____ Records shown
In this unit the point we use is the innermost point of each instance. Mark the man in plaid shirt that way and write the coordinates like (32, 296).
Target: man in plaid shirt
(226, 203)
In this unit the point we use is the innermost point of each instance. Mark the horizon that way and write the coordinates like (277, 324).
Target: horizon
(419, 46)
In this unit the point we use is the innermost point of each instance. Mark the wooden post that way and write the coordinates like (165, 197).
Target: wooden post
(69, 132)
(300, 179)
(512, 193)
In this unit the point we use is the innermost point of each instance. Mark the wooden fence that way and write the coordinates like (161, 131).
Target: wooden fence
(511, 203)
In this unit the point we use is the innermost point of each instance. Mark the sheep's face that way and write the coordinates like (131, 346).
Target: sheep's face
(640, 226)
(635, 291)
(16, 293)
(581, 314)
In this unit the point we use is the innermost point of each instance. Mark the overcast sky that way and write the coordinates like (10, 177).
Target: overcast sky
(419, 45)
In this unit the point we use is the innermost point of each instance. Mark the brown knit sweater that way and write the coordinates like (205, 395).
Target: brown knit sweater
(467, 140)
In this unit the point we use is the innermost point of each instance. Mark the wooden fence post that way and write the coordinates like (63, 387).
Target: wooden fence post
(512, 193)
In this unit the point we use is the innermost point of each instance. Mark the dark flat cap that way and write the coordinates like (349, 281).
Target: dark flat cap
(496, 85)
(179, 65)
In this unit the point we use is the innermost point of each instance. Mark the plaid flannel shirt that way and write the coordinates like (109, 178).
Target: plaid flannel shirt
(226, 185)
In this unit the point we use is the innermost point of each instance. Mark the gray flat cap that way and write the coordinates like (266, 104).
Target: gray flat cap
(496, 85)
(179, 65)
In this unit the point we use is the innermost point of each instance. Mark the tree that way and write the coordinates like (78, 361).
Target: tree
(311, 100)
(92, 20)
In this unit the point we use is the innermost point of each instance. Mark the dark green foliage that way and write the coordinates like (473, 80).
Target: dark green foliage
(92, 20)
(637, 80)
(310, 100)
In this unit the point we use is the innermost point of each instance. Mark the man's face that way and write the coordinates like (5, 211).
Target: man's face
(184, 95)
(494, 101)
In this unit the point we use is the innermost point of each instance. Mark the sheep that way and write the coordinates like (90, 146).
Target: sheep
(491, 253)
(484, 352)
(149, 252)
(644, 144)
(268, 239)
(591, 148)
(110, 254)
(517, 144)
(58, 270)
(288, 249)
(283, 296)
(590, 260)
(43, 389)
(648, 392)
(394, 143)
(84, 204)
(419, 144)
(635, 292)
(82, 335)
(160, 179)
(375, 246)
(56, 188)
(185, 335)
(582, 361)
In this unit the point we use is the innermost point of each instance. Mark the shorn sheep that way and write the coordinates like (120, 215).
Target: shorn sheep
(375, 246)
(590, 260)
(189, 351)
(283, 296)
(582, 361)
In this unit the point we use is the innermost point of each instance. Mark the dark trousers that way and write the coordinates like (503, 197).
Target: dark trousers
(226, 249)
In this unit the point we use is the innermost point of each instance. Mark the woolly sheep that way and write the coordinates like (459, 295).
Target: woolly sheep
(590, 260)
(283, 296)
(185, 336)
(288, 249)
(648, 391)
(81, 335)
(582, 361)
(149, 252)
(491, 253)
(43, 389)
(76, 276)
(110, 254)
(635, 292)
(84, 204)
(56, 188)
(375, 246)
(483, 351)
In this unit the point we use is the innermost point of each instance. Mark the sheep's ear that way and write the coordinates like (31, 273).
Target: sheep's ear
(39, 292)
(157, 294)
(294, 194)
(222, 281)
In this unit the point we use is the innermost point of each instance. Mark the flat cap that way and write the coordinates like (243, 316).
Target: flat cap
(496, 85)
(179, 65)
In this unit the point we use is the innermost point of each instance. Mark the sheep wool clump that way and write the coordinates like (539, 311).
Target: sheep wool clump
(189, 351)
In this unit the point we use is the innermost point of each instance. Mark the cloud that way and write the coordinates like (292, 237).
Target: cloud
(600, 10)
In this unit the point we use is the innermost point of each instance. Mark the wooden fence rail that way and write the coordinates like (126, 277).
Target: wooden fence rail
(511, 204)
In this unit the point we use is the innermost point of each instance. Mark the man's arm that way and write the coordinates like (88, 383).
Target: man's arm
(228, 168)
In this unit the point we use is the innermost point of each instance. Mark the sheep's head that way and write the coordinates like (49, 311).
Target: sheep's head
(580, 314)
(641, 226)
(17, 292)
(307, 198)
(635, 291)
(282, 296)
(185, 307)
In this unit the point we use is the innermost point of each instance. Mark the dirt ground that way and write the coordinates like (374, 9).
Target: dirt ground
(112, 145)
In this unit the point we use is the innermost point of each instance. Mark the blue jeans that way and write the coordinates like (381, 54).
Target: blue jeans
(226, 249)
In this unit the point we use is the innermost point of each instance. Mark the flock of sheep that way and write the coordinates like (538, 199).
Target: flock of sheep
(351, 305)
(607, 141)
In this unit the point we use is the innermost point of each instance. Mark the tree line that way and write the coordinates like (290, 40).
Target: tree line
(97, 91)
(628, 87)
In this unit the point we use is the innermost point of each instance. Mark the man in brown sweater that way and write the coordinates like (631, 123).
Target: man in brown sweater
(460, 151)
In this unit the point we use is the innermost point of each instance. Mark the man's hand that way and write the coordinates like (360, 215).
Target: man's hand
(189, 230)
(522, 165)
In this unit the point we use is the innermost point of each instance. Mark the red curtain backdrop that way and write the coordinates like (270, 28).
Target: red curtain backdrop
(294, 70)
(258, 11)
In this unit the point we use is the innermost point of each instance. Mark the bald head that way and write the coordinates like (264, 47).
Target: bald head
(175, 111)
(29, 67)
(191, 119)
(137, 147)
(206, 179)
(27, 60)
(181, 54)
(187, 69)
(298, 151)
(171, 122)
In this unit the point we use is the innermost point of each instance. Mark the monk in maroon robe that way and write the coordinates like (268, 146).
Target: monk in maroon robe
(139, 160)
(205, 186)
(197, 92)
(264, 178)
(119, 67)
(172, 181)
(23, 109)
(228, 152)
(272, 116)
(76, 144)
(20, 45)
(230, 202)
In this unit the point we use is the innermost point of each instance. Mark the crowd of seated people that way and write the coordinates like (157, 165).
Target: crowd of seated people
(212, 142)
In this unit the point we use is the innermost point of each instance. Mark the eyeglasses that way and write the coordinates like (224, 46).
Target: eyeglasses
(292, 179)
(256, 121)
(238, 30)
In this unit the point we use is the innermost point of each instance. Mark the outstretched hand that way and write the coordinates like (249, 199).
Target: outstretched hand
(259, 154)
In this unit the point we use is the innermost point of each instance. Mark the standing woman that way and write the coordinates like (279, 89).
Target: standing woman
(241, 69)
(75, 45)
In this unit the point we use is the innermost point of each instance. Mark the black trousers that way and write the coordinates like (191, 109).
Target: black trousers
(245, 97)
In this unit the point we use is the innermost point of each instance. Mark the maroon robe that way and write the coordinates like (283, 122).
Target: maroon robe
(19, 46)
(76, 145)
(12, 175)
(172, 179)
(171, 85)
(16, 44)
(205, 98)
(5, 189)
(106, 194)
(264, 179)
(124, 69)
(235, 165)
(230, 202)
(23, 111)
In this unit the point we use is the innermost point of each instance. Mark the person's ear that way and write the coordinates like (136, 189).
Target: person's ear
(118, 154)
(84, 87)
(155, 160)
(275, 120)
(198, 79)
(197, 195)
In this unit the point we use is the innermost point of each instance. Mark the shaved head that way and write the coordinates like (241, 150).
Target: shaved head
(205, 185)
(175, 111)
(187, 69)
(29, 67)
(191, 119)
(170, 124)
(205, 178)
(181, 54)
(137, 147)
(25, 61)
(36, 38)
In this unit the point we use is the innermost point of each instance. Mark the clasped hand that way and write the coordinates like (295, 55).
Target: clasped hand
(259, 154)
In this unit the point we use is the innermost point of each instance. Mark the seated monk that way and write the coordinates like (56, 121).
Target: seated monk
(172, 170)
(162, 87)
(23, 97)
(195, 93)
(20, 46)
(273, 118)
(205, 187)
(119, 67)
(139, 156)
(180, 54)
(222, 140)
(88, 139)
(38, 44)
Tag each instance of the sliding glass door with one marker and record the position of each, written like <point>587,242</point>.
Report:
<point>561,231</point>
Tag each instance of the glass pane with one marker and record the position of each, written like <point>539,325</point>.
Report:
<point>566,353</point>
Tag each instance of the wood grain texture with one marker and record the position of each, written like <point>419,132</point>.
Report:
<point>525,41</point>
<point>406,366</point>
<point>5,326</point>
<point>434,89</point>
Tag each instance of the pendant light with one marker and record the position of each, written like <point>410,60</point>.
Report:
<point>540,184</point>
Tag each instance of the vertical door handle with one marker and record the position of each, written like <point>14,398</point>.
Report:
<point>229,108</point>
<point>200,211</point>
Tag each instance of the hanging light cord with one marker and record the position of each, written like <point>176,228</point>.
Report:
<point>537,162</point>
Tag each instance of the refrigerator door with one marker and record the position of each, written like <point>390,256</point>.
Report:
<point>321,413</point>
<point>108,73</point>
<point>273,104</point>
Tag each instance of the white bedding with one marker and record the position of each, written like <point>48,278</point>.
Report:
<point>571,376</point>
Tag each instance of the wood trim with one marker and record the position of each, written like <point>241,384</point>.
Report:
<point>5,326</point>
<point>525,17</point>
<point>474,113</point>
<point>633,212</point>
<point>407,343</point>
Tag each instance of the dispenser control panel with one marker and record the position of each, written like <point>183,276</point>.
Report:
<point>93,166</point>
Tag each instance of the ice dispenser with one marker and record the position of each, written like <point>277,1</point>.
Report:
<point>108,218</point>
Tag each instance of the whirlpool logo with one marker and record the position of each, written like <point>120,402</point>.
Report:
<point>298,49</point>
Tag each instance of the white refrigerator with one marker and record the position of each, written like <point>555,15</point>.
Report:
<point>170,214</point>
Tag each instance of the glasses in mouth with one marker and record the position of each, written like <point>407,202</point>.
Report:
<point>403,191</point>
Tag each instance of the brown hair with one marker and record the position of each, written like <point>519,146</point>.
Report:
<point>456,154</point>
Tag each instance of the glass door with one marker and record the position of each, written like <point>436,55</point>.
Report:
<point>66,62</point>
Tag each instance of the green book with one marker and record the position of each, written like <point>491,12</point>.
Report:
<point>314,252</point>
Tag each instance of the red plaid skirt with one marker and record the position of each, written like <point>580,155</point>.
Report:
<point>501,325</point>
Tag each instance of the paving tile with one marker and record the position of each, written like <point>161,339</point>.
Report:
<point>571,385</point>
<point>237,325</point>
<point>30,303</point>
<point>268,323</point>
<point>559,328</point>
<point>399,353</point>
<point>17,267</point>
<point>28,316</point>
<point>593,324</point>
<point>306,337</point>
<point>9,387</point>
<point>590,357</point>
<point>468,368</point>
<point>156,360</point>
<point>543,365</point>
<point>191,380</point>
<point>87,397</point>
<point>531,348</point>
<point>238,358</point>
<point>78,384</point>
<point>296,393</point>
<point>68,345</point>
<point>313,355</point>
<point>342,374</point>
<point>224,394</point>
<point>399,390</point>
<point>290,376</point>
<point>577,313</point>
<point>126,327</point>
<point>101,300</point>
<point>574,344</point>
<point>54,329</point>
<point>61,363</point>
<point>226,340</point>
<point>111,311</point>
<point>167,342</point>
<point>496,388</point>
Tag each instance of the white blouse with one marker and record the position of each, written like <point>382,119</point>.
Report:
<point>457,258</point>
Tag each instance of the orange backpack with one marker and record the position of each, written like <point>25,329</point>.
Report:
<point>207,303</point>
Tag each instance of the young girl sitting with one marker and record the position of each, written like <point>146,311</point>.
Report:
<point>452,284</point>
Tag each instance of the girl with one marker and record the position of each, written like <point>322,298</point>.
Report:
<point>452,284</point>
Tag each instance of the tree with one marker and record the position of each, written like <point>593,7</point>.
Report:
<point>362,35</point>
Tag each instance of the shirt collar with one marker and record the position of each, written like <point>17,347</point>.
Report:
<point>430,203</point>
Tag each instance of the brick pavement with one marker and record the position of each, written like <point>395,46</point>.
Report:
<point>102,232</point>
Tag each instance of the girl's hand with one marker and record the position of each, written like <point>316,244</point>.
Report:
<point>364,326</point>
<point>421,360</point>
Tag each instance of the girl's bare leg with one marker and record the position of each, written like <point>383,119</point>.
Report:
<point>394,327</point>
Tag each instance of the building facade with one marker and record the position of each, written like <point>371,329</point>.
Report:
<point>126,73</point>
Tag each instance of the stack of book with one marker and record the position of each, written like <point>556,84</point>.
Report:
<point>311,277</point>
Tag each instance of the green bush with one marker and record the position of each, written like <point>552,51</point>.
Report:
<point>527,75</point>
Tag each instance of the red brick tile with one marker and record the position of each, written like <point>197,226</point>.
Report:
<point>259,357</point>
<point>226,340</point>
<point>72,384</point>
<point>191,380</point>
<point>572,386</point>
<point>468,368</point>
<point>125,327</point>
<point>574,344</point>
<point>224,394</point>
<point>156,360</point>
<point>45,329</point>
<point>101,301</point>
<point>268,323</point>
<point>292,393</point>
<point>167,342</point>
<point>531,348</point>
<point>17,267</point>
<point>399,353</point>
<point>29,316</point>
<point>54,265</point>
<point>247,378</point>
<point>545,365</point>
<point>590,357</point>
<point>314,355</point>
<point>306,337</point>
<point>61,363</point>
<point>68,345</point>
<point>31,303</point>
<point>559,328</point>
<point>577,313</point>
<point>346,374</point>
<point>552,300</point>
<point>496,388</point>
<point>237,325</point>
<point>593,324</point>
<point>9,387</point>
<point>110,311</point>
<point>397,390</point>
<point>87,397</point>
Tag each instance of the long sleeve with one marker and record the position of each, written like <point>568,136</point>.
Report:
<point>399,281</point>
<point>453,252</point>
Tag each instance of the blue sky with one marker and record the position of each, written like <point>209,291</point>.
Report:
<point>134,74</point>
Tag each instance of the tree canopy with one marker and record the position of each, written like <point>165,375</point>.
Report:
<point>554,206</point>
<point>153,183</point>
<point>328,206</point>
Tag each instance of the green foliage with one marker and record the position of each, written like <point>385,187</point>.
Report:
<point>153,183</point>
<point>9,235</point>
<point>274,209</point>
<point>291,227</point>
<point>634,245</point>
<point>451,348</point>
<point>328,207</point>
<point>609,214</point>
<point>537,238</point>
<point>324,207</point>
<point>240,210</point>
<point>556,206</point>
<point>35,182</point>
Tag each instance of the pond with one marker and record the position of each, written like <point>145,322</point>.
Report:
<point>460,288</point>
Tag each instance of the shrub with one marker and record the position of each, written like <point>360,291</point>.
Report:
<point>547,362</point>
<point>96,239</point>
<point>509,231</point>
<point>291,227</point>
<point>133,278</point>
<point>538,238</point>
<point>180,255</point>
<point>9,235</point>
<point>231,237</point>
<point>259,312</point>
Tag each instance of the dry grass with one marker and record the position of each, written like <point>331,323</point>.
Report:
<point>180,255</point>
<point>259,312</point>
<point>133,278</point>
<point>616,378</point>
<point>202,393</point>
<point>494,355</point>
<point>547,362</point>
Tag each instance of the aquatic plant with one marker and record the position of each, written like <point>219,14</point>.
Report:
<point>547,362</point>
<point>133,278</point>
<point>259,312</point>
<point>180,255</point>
________
What is expected
Every line of the entries that includes "girl" must be copied into the answer.

Response to this task
Tag each instance of the young girl sitting with one marker and record the position of each, written like <point>146,311</point>.
Tag each instance of the girl with one marker and record the position of each, written like <point>322,298</point>.
Tag each instance of the girl's hand with one marker and record the position of each, written like <point>316,244</point>.
Tag each instance of the girl's bare leg with one marker and record the position of each, written like <point>383,119</point>.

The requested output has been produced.